§ Exercise details: Identify every line in the items below that contains the word "hanging" and copy each of those lines.

§ Provided records:

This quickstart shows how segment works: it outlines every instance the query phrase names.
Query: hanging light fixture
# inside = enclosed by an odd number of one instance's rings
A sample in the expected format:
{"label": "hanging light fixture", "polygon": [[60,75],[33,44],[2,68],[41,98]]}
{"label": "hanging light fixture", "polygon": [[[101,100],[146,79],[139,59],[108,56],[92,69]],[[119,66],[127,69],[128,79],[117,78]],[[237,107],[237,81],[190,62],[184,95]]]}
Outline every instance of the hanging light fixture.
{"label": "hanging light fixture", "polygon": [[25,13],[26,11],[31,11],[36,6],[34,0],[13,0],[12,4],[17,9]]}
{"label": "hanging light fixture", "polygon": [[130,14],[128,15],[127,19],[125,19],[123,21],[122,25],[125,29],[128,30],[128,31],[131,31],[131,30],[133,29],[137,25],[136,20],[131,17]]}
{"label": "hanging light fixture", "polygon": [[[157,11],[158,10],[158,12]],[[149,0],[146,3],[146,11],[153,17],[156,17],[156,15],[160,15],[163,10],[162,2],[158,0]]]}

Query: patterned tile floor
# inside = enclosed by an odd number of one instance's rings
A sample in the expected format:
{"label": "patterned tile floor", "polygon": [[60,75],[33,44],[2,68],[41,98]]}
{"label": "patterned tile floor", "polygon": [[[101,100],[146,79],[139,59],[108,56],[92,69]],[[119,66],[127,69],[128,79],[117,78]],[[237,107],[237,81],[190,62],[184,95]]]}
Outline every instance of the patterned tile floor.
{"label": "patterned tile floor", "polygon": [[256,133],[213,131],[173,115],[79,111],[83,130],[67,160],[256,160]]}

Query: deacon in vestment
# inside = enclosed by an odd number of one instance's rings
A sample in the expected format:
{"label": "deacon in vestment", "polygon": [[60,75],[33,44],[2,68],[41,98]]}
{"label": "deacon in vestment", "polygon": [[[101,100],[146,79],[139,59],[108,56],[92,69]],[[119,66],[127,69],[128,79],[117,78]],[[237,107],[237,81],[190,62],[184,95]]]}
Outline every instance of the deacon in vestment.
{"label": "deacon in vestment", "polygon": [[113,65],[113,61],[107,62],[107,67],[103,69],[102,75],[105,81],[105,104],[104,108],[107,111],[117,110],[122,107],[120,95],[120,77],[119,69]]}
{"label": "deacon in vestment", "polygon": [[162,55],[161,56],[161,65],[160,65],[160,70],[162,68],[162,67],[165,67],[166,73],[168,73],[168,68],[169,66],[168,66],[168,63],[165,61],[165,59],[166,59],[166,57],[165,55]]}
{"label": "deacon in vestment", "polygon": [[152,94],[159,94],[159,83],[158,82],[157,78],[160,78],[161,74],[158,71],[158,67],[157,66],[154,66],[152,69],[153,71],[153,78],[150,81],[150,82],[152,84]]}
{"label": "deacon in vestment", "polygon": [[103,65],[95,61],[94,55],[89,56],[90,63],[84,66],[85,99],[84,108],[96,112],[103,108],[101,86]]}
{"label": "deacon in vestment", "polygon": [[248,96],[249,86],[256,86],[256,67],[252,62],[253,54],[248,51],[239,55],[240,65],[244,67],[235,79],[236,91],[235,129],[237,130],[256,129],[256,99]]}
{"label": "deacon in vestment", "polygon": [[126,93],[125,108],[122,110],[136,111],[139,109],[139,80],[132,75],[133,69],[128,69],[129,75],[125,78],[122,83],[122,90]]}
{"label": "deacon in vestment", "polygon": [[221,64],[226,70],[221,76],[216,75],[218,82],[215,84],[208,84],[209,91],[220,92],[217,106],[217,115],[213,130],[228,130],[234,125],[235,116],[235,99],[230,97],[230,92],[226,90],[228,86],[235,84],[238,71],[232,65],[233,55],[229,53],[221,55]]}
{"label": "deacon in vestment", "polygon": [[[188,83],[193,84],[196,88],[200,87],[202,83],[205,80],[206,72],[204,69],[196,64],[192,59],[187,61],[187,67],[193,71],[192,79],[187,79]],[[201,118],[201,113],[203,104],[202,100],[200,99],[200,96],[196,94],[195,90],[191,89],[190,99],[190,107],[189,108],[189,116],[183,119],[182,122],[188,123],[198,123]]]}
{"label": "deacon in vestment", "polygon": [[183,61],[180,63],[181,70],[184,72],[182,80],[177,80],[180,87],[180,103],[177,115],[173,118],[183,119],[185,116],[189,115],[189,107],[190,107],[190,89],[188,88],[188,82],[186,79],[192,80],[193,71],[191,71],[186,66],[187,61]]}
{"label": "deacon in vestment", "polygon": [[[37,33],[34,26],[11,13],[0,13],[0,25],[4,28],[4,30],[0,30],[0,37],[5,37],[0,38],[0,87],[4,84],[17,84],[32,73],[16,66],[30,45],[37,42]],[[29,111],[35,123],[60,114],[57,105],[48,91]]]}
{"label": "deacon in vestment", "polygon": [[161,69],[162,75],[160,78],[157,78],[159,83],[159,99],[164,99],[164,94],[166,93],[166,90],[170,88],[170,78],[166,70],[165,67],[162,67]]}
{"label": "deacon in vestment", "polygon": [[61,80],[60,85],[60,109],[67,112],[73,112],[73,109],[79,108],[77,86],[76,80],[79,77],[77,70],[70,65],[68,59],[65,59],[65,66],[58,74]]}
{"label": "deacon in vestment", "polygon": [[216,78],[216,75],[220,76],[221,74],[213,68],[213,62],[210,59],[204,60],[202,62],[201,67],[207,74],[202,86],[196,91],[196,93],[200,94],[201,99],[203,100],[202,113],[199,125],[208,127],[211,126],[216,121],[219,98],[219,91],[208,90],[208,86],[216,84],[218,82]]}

§ Result below:
Query: hanging light fixture
{"label": "hanging light fixture", "polygon": [[60,75],[33,44],[2,68],[41,98]]}
{"label": "hanging light fixture", "polygon": [[[101,100],[146,79],[139,59],[108,56],[92,69]],[[119,66],[127,69],[128,79],[117,78]],[[237,107],[237,81],[190,62],[184,95]]]}
Outline every instance of the hanging light fixture.
{"label": "hanging light fixture", "polygon": [[25,13],[26,11],[31,11],[36,6],[34,0],[13,0],[12,4],[17,9]]}
{"label": "hanging light fixture", "polygon": [[130,14],[128,15],[127,19],[125,19],[123,21],[122,25],[125,29],[128,30],[128,31],[131,31],[131,30],[133,29],[137,25],[136,20],[131,17]]}
{"label": "hanging light fixture", "polygon": [[[157,11],[158,10],[158,12]],[[149,0],[146,3],[146,11],[153,17],[156,17],[156,15],[160,15],[163,10],[162,2],[158,0]]]}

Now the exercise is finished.